▶ _Task_:
Count the lines in the rows below that contain the word "green", and reply with the number alone.

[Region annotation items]
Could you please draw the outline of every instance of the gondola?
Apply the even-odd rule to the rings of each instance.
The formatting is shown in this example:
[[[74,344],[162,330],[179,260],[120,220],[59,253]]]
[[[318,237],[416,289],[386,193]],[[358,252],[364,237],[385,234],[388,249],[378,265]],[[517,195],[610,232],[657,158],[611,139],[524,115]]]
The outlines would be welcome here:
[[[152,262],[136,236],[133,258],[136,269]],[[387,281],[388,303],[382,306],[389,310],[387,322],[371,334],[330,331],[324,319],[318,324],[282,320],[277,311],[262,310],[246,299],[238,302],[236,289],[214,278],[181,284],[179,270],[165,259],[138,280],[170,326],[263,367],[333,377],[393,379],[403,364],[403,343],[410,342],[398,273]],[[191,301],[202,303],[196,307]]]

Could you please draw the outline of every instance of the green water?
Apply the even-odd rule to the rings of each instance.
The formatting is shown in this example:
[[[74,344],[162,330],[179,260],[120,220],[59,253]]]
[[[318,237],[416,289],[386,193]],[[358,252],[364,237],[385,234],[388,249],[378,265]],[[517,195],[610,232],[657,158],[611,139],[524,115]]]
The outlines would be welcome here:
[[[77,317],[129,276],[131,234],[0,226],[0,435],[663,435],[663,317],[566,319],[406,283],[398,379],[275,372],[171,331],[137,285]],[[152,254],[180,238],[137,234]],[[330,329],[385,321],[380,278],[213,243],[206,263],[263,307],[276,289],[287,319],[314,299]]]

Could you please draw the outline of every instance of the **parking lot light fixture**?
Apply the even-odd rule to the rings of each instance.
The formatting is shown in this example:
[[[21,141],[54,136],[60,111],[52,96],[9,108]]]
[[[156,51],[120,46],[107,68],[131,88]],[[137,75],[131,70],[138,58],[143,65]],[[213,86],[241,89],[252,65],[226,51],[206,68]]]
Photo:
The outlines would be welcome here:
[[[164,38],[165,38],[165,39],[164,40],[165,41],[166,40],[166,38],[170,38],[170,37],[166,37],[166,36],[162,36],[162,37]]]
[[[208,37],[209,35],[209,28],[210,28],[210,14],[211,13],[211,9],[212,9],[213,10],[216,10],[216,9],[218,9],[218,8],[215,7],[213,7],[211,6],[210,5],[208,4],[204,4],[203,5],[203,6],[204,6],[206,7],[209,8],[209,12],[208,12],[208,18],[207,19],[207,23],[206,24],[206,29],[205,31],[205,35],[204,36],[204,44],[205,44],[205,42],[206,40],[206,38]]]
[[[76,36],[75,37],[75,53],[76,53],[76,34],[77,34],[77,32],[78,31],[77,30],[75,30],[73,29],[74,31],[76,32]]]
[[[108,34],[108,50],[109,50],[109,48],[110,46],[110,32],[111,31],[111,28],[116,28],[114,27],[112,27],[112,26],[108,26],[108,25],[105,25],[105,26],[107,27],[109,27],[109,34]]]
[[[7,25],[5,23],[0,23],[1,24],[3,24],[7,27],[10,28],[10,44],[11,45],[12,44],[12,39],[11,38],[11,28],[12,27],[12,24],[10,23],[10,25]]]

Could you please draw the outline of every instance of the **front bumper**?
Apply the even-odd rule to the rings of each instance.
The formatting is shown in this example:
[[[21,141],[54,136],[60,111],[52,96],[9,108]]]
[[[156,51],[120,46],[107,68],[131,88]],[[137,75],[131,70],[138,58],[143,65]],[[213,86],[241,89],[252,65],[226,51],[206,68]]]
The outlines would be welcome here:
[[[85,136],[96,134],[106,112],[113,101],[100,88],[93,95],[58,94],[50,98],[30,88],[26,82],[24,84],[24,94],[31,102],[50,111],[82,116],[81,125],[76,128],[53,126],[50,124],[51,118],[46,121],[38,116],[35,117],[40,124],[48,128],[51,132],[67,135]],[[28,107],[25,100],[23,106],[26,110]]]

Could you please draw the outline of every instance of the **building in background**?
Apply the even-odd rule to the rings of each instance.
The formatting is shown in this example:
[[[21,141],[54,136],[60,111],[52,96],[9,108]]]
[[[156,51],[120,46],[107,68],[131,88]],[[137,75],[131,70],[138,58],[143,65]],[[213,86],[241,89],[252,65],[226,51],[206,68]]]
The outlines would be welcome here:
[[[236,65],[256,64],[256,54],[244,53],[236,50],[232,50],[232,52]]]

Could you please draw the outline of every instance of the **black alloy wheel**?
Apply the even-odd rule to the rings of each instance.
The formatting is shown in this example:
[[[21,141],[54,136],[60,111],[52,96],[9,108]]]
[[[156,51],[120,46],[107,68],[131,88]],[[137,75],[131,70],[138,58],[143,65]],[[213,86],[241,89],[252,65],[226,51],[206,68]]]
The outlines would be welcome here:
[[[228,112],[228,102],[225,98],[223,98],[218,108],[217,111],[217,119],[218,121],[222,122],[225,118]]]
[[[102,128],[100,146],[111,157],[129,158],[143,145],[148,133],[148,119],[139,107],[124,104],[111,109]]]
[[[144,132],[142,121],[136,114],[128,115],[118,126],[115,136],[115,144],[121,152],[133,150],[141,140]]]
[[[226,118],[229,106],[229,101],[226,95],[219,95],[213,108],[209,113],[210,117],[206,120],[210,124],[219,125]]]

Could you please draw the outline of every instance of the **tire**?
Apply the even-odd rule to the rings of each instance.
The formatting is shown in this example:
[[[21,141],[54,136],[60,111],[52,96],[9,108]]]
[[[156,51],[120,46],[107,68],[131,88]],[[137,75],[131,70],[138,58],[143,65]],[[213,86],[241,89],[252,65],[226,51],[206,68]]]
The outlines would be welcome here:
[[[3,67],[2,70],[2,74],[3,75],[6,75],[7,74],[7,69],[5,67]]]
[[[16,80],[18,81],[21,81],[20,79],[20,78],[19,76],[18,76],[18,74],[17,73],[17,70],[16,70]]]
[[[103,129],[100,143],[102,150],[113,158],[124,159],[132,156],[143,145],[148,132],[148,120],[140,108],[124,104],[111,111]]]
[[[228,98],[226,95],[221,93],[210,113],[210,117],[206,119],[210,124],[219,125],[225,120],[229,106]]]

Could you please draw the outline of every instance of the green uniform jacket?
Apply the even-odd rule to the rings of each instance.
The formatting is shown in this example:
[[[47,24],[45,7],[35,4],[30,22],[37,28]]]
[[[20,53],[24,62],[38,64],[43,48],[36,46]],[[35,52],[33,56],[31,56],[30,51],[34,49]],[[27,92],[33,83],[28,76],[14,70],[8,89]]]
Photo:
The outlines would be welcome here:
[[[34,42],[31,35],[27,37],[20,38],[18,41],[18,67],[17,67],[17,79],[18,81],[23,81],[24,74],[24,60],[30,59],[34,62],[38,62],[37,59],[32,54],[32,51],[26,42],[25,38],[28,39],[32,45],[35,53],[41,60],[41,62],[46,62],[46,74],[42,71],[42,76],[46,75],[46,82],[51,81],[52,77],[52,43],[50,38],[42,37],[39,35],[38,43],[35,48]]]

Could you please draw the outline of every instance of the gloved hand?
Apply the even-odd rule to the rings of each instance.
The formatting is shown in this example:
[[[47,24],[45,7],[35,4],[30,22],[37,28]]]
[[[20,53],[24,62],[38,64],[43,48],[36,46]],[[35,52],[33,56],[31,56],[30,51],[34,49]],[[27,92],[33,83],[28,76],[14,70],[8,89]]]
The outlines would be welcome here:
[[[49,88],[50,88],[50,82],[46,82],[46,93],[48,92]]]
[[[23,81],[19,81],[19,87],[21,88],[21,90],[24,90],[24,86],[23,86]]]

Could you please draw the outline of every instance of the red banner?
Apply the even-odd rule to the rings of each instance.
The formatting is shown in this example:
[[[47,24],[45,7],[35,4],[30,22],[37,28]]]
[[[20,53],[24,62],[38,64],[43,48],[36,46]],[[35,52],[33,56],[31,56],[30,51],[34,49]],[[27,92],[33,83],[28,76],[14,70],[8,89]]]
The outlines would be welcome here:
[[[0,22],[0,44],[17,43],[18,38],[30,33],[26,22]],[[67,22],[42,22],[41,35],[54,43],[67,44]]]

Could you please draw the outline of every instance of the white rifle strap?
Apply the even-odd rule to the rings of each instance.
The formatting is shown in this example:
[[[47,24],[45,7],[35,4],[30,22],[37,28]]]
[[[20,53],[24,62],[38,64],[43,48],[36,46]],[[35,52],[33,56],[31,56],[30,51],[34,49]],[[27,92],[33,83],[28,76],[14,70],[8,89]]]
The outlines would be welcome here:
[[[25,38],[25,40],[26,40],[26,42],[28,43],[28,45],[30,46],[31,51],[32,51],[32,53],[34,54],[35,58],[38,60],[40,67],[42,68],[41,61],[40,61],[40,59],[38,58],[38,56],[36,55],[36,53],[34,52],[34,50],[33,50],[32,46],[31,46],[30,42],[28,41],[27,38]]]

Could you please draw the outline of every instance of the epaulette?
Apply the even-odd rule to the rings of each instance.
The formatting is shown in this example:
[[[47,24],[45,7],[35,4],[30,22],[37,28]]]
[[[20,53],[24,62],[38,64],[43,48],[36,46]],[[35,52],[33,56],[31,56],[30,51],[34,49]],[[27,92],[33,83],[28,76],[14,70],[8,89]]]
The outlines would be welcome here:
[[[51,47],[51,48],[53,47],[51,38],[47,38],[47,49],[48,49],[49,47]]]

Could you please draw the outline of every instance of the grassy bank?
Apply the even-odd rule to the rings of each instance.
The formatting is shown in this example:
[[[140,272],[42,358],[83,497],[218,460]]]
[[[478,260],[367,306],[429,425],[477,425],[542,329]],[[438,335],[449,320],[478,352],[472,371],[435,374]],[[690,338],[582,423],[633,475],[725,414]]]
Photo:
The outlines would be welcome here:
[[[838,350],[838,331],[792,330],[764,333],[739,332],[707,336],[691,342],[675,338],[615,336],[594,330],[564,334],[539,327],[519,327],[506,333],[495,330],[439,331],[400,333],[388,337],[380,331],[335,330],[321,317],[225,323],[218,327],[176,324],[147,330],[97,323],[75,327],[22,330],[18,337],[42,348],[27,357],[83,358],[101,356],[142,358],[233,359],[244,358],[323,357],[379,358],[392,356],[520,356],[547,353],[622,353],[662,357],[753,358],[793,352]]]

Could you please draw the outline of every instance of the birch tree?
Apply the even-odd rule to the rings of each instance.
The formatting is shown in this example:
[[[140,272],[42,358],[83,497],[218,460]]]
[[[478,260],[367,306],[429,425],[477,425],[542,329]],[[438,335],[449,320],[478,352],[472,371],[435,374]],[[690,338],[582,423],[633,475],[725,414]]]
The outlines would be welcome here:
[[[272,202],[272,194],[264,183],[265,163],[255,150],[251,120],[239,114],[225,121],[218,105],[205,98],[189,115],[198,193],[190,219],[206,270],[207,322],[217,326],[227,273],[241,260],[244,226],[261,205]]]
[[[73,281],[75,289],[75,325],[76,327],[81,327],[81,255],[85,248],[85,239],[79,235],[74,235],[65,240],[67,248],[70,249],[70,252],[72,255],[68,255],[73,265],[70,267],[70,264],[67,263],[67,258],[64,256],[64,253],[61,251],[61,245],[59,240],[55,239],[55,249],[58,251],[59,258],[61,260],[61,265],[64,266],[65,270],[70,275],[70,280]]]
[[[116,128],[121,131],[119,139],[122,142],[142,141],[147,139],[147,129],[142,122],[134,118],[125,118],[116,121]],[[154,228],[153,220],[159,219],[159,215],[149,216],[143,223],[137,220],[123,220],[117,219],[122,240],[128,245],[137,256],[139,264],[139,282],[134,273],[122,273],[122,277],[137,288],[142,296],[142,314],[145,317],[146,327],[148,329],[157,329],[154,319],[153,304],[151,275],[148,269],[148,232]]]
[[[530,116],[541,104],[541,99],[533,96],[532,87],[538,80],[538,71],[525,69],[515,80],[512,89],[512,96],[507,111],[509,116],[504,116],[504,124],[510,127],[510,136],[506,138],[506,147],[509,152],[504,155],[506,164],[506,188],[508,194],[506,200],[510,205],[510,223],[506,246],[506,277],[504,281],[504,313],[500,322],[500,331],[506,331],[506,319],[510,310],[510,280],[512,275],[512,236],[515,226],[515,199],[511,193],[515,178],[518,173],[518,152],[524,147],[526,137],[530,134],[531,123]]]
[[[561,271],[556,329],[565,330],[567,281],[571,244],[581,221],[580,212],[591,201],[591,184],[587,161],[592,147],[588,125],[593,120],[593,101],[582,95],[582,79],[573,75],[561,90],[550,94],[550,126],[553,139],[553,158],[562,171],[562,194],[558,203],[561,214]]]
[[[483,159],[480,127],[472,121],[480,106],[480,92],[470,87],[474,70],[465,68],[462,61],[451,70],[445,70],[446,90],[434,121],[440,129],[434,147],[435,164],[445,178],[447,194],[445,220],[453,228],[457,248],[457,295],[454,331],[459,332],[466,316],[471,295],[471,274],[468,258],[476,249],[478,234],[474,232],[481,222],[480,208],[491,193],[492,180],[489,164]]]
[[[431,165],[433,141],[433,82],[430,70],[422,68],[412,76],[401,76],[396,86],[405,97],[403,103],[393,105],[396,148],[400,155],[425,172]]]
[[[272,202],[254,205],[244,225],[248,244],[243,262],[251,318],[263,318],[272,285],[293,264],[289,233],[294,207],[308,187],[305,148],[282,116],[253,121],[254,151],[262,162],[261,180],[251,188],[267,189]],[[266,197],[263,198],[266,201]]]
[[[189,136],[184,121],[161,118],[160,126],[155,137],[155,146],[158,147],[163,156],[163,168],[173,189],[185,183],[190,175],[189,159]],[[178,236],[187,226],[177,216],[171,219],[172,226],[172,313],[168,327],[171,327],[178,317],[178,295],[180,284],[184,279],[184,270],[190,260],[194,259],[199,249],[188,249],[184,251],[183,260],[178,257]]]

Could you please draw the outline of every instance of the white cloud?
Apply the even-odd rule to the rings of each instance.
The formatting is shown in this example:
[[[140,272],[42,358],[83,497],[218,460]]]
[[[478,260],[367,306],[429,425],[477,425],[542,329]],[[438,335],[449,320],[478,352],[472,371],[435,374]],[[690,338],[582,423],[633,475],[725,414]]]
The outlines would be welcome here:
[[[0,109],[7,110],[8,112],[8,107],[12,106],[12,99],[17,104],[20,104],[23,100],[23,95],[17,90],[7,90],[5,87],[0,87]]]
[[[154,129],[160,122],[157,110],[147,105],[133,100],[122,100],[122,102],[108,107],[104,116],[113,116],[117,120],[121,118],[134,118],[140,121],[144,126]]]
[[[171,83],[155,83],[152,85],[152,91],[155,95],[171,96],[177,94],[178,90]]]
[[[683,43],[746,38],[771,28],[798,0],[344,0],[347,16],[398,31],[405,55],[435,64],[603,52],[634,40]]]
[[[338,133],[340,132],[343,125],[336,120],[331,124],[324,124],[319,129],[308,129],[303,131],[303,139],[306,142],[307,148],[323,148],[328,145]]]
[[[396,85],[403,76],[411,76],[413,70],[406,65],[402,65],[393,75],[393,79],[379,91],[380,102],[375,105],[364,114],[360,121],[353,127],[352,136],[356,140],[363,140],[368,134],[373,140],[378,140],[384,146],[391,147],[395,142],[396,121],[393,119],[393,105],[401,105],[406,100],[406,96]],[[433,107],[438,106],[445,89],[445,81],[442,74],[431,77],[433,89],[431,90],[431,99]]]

▶ _Result_:
2